TEXT:
With a decades-long career in education, Lincolnton resident Dr. Jim Watson is closing in on his last year serving as chair of the Gaston College Board of Trustees. The only Lincoln County resident to have served as chair, this is the 12th year Watson has served on the board. Only two Lincoln County residents serve on the 15-member board.
Watson was the superintendent of Lincoln County Schools from 2000 until his retirement in 2007 and also teaches part-time at the University of North Carolina-Charlotte. He also serves as a consultant for various school systems.
“One of the things that motivated me to retire was not so much I was ready to quit working but with the way the state works, I had my 30 years in and my wife, who is an administrator at the hospital, and I adopted a little boy who was 19 months old at the time,” he said. “So I had a lot of flexibility in doing things with him. If I had been working full-time, I wouldn’t have.”
Since his retirement, Watson has stayed involved in the community.He’s on the board at Atrium Health Lincoln, is active with the board of Carolina Trust Bank, was one of the founding directors of the Lincoln County YMCA and is a member of the Kiwanis Club and many other local affiliations. In addition, Watson was elected as a member of the Lincolnton City Council in 2018.
“I’ve tried to take a role in the community and be active and involved,” Watson said. “It’s been a good experience.”
Watson realized the importance of community college early in his role as superintendent of Lincoln County Schools. In early 2000, Watson said that he had a meeting with all of the high school counselors at Lincoln County Schools to try to get them to understand that the idea of a four-year college degree, which used to be the American dream for success, was not really the 21stcentury model.
“There are some professions that will always require four-year degrees but the two-year technical degrees are what many jobs will require,” Watson said. “Gaston College is, in my opinion, an under-appreciated gem in this area. It’s sometimes perceived as a lesser education but that’s really not the case at all.”
Watson cited the incidence of high student debt incurred by students who may not be able to get jobs after they get out of school as evidence of some of the problems associated with obtaining a four-year degree, as well as the potential of younger students not really knowing what they want to do and continually changing degree programs.

WHAT YOU SHOULD DO:
Could you pick up the article about Jim Watson's years on the Gaston College Board of Trustees and carry it forward from its final sentence?

SUPPLIED MATERIAL:
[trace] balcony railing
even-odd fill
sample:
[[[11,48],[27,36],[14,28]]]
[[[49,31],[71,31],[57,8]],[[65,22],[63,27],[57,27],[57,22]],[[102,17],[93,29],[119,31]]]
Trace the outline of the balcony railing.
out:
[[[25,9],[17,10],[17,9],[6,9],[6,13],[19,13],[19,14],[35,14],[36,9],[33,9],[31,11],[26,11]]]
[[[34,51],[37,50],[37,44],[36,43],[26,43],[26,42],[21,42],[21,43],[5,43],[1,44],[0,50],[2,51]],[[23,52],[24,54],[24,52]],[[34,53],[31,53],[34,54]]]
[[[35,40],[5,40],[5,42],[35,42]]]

TASK ANSWER:
“Gaston College has matriculation agreements with all the state-supported schools so you almost can get a two-year degree and be debt-free,” he said. “Hopefully those years of maturing may help the student have a more formal understanding of what they might want to pursue as a degree.”
In addition to transfer degrees, Gaston College offers many other types of technical certifications and degrees for firemen, police officers, EMTs, nurses and veterinary technicians, among others, Watson added. Local manufacturing facilities also partner with Gaston College to provide training. The apprentice program offered through Gaston College, Apprenticeship 321, is also key to the success of local manufacturing companies.
A big change that the college and board will be working through in the near future is finding a replacement the long-term president, Dr. Patricia Skinner, who will be retiring in March.
“In today’s world, it’s really unheard of to have someone in that capacity for so long,” Watson said. “One tangible thing on campus under construction is a new vet tech facility.”
The veterinary technician program at Gaston College has been successful, Watson said, but they had limited space. The new facility, which is being paid for by the last state bond, will allow the program to triple the enrollment number.
“I guess the question will become, will we continue to need to build additional brick and mortar with online learning and distance ed,” he said. “We’ll still need the buildings but will we need new buildings?”
The Board of Trustees at Gaston College is not an elected board, members are appointed by various agencies and government positions such as the Gaston County Board of Education and the Gaston County Board of Commissioners. Lincoln County Schools doesn’t have any appointments, according to Watson. The two Lincoln County appointees are made by the Lincoln County Commissioners. It’s for a four-year term with no term limitation.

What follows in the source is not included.